>>>>>

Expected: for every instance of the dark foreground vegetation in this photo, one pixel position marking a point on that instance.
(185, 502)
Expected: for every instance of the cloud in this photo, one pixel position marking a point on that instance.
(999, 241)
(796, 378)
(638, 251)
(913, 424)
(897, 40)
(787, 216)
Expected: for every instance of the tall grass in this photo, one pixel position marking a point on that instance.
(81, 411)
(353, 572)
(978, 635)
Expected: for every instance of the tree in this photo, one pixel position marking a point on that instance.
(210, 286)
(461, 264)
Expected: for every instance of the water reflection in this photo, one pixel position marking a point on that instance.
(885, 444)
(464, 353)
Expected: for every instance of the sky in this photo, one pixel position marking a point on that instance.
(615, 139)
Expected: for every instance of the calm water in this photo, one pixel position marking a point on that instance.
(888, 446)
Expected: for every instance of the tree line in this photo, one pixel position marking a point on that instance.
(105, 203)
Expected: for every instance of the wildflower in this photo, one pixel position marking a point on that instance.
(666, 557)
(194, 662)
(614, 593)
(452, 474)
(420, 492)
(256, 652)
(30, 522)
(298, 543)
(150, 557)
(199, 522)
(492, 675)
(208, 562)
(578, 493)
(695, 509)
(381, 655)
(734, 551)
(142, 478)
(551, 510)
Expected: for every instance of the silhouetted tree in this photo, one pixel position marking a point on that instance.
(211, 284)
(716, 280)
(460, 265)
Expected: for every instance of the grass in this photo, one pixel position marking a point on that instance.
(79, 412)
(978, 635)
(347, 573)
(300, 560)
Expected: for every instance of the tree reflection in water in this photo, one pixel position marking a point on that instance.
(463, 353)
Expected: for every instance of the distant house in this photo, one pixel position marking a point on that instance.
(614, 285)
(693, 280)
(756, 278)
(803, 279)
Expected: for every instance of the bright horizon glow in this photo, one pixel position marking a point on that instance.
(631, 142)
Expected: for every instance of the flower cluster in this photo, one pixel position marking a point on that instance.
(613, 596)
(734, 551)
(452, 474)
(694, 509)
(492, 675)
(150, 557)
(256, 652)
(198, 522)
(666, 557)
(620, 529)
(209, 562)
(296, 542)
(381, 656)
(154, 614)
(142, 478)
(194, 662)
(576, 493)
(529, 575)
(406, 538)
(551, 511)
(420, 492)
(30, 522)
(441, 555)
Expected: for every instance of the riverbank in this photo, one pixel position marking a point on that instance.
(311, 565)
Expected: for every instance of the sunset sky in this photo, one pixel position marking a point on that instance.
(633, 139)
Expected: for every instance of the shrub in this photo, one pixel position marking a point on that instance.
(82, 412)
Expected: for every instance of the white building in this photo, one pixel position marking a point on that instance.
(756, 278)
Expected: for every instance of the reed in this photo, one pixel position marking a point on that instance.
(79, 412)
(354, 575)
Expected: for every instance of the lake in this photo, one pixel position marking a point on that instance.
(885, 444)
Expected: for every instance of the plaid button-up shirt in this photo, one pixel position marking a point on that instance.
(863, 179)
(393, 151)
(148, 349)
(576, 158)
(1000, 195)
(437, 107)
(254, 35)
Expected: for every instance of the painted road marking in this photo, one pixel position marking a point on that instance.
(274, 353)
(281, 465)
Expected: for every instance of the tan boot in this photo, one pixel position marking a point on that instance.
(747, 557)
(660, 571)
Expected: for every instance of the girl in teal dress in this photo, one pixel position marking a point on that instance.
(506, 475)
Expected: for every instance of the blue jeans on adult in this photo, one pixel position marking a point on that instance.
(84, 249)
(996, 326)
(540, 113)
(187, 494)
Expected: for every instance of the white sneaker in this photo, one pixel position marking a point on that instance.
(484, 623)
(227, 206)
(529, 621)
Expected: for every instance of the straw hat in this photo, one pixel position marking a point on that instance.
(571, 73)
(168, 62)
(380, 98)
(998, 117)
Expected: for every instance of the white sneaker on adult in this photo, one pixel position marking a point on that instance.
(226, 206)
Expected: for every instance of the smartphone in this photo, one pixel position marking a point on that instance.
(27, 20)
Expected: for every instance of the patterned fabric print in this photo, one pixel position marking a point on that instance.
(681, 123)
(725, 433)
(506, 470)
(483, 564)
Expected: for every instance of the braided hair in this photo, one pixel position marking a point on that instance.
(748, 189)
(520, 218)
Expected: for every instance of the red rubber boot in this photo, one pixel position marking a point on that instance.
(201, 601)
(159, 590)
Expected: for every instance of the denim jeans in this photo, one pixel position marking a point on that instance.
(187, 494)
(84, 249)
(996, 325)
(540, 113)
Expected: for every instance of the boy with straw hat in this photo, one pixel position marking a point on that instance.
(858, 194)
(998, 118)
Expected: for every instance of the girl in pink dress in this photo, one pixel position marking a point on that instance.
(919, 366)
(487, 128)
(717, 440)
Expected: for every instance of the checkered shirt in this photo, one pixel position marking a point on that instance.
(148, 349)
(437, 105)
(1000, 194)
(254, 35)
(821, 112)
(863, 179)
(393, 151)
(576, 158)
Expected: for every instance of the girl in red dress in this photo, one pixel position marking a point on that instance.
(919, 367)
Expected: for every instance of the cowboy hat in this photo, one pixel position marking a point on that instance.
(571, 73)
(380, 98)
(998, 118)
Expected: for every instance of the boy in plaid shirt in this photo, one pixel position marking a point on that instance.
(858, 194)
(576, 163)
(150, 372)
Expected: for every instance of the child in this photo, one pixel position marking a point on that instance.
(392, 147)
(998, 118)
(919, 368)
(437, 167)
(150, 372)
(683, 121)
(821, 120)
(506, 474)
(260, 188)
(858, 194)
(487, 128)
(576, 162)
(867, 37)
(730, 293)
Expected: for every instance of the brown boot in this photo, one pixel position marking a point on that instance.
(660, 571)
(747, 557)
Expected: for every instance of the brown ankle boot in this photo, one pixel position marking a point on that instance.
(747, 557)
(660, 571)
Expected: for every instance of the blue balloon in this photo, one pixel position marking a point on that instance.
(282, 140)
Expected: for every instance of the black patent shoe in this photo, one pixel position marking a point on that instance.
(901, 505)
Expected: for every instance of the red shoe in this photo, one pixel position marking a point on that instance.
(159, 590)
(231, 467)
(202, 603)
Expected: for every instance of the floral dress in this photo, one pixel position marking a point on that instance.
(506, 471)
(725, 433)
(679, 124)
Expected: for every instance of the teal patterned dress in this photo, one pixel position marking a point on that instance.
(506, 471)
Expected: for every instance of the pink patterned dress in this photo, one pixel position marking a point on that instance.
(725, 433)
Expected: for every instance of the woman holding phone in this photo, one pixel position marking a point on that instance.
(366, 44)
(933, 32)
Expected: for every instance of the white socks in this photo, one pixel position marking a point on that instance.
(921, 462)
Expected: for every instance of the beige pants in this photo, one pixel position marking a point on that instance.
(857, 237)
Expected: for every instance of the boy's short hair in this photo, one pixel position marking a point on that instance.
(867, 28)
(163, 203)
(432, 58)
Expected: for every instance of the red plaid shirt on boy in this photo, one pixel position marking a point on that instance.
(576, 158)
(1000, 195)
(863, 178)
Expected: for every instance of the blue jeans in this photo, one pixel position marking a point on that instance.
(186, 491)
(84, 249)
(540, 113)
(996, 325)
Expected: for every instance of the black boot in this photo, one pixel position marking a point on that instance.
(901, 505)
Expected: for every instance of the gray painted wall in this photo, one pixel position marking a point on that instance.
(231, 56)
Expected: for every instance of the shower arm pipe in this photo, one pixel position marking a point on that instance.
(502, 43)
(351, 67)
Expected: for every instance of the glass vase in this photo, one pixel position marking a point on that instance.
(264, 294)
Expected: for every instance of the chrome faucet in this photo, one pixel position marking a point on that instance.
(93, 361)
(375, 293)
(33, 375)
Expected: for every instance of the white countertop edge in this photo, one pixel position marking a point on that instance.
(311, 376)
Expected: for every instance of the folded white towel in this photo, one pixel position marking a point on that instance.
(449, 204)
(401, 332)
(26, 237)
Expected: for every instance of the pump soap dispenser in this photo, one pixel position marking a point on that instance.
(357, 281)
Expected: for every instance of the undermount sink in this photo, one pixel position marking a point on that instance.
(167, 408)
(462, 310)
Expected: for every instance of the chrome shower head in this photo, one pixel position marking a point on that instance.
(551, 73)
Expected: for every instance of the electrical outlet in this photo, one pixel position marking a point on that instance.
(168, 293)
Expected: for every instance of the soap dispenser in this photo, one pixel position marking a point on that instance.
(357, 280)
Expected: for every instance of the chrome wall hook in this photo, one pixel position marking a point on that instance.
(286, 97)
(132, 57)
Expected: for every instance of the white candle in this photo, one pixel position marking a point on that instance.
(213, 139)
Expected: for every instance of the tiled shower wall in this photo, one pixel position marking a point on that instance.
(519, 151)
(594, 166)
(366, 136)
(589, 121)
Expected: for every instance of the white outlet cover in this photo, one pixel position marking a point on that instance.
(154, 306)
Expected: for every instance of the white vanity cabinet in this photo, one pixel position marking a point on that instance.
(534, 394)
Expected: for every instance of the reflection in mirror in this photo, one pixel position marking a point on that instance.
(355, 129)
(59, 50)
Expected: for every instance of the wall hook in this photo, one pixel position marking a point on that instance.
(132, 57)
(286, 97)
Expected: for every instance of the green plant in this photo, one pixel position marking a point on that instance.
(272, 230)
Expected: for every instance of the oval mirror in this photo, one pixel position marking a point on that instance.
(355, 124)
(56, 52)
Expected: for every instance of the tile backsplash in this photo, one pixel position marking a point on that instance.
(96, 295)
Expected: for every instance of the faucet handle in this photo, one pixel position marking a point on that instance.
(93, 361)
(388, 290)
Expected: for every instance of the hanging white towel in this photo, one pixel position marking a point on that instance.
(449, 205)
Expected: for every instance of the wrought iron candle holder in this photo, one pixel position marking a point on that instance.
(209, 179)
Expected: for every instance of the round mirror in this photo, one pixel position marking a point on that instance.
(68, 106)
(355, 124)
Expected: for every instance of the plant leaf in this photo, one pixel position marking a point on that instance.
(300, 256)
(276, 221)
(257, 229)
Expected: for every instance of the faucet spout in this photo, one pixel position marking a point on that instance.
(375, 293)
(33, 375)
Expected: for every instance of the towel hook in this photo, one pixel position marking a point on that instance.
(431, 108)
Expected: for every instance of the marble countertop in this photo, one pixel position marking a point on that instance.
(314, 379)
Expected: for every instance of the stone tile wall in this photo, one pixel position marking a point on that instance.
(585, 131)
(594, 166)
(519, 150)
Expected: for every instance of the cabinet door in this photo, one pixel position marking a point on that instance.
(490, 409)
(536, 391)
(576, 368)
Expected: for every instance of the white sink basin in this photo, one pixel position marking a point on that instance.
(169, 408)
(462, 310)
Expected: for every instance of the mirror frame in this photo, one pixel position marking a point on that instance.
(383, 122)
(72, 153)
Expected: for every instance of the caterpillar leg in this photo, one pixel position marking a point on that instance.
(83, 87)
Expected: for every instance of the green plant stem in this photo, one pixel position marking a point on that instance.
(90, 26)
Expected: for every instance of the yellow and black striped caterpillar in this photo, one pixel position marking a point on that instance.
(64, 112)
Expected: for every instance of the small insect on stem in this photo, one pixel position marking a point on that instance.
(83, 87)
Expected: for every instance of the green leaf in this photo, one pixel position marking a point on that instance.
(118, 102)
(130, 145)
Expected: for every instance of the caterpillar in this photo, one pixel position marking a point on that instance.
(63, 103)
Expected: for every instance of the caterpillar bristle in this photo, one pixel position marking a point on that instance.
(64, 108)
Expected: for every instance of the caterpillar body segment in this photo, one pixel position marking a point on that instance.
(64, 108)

<<<<<

* [EXERCISE TASK]:
Print the lines above without any change, starting at the line that contains "Expected: for every instance of the caterpillar bristle" and ending at the last line.

* [FINAL RESULT]:
Expected: for every instance of the caterpillar bristle in this photo, one pixel position marking a point on that instance.
(64, 108)
Expected: for every instance of the caterpillar body segment in this photo, one pixel position marking a point on that instance.
(64, 108)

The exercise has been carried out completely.